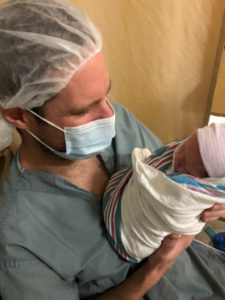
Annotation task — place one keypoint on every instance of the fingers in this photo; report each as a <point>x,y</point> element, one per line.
<point>172,246</point>
<point>213,213</point>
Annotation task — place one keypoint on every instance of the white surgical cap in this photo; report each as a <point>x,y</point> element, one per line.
<point>42,44</point>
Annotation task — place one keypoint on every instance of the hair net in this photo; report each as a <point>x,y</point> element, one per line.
<point>42,44</point>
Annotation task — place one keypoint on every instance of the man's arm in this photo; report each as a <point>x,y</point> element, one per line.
<point>141,281</point>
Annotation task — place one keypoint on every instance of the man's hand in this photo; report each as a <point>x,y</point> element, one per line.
<point>213,213</point>
<point>172,246</point>
<point>143,279</point>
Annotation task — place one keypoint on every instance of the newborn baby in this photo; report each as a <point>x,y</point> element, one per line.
<point>165,192</point>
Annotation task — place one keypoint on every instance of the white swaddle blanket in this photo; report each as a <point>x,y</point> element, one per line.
<point>154,206</point>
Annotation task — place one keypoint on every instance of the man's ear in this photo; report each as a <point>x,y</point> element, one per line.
<point>16,116</point>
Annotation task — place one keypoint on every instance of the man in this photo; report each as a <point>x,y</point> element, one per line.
<point>53,243</point>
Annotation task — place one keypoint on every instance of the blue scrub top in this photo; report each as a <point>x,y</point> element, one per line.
<point>52,239</point>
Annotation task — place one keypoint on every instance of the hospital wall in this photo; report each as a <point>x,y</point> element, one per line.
<point>161,57</point>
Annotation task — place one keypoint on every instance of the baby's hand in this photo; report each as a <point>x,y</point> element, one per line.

┄┄┄┄┄┄┄┄┄┄

Problem to solve:
What you give back should match the entries above exactly, except that pictures are dropped.

Task result:
Annotation task — place one keypoint on every instance of the fingers in this photo; report each as a <point>x,y</point> element, one per line.
<point>172,246</point>
<point>213,213</point>
Annotation task — place one keypoint on every instance of the white surgical cap in this photo; report each as a <point>x,y</point> element, one per line.
<point>42,44</point>
Annotation task — place one keypoint on every instance of the hair net in this photo; report each as a <point>x,y</point> element, one per line.
<point>42,44</point>
Annotation task — place one keypoint on every instance of the man's arm in this photo; report each as a <point>x,y</point> element, one per line.
<point>141,281</point>
Annotation task — place one keypoint on every instance of the man's hand in this photo; report each as a <point>x,y</point> element, one per line.
<point>213,213</point>
<point>172,246</point>
<point>143,279</point>
Annotation task — place one keypoint on every instance of the newborn baby in this photo; report each as a <point>x,y</point> element, one per line.
<point>165,192</point>
Annotation task — place one keypoint on every instance of the white swaddle blanket in this photo; report each as a <point>x,y</point> element, one per line.
<point>154,206</point>
Annotation task — place one keypoint on every instance of the man's ear in this photo; report each as a <point>x,y</point> element, one per line.
<point>16,116</point>
Annotation task — place one keypoint on every instance of the man in this photo; report each as a <point>x,y</point> element, one per line.
<point>53,243</point>
Annotation task — place one keypoint on every instance of the blue scrub top in this photo; report each as a <point>x,y</point> element, one per line.
<point>52,239</point>
Annotation task — place one keypoint on every instance of the hospital wall in this photo; report each as a <point>x,y</point> element, one per line.
<point>161,57</point>
Annotation task — place one keypoint on every instance of the baby's hand in this photo; report each as a <point>x,y</point> element, one per line.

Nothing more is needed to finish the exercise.